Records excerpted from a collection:

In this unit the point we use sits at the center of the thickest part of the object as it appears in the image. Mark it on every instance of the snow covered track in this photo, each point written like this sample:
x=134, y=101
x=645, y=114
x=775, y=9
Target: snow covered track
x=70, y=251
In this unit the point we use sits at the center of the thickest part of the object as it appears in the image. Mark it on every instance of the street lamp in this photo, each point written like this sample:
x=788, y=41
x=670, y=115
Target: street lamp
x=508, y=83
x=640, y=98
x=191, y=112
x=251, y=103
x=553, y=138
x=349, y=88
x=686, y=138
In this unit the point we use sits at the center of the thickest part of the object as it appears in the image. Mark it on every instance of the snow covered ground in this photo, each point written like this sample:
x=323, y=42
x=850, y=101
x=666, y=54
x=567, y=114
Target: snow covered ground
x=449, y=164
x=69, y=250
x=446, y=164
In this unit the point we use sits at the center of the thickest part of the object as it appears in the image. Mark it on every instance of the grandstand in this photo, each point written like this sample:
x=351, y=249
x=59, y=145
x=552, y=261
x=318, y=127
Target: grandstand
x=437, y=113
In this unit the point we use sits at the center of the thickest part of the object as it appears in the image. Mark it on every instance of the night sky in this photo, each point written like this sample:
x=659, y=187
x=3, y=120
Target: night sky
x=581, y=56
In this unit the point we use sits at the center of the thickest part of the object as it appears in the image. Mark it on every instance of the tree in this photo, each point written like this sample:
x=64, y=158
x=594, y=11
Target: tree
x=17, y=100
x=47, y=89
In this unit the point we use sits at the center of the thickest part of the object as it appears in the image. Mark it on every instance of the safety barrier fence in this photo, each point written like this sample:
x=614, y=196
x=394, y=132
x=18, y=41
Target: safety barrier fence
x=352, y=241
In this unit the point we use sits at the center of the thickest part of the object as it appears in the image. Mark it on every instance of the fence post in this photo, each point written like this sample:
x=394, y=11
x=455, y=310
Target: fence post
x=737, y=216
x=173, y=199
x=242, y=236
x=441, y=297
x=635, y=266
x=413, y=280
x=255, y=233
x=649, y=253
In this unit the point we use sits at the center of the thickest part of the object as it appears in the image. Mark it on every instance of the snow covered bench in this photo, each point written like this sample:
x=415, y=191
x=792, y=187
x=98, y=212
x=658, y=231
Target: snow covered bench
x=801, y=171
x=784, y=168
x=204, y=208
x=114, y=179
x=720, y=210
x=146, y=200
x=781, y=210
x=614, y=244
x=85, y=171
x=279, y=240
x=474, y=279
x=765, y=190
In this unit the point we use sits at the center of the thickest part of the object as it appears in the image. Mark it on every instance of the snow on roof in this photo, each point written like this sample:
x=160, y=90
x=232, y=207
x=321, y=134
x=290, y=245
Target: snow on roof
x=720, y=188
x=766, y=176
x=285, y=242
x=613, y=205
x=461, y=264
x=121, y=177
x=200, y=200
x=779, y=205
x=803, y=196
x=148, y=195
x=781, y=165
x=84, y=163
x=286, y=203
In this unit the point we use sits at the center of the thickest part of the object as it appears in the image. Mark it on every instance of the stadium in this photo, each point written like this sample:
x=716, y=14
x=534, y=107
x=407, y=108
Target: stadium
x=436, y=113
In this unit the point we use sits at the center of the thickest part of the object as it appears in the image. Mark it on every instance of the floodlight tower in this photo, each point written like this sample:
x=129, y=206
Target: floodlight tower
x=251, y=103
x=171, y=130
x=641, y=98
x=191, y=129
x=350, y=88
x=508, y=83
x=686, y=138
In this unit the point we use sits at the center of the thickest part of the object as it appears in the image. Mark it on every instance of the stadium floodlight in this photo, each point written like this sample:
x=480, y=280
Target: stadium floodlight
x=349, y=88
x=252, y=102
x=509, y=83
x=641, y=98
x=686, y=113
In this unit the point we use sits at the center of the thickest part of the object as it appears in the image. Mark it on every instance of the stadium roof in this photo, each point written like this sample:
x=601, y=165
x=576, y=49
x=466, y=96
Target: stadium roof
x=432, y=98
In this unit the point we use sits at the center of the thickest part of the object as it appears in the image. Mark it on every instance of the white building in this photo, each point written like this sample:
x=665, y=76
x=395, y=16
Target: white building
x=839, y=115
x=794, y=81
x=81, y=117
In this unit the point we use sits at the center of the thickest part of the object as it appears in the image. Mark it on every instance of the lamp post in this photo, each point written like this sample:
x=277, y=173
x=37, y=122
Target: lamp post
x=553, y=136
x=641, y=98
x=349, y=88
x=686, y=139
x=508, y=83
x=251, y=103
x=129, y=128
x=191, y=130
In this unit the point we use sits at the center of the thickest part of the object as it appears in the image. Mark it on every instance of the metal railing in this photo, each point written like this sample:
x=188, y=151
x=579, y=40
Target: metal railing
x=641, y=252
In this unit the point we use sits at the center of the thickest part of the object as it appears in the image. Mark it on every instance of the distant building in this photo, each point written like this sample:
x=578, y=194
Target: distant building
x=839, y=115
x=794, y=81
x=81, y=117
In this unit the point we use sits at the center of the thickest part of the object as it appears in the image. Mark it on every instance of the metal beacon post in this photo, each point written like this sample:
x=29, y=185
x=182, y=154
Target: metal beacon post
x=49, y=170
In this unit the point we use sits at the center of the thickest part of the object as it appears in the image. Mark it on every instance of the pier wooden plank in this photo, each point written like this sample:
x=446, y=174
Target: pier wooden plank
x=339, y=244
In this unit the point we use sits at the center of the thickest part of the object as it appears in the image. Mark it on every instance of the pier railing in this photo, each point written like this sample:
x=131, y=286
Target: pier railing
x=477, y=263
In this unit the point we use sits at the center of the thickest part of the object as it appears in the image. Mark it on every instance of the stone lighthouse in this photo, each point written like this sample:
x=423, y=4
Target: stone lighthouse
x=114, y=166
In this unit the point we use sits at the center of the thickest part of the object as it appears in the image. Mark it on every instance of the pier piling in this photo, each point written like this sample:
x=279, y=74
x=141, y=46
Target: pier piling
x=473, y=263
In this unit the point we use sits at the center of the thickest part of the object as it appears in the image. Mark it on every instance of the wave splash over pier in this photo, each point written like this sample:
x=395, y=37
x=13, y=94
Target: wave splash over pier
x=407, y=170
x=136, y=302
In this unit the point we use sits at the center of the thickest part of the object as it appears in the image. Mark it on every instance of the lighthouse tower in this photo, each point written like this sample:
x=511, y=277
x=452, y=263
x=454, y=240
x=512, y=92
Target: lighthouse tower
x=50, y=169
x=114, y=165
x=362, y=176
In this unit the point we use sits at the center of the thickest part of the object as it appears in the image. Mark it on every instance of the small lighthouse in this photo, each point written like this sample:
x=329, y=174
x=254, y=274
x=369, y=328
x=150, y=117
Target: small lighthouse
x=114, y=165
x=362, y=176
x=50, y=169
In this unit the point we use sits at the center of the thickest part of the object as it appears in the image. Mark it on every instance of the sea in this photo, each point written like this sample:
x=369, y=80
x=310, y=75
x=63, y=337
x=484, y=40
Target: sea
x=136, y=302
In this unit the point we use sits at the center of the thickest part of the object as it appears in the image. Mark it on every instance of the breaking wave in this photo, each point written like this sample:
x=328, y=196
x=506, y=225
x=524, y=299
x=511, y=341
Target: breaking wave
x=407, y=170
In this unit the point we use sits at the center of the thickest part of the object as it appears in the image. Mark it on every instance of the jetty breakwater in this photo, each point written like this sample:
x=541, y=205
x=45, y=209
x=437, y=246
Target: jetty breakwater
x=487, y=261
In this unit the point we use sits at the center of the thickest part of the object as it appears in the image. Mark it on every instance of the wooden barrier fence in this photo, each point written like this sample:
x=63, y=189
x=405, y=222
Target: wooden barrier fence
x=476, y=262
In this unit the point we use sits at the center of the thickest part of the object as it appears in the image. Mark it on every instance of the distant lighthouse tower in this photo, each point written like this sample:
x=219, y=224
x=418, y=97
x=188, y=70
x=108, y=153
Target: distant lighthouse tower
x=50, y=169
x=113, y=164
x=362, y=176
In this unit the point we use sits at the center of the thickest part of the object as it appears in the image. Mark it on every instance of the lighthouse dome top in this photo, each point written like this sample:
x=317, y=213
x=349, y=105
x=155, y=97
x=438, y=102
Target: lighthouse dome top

**PROBLEM REQUIREMENTS**.
Track down all lines above with the string "dome" and copy them.

**YOUR SOLUTION**.
In this unit the point we use sits at the center of the thickest part of the object as it appears in the image. Mark it on every instance of the lighthouse dome top in this photo, each point written like this sample:
Target: lighthouse dome top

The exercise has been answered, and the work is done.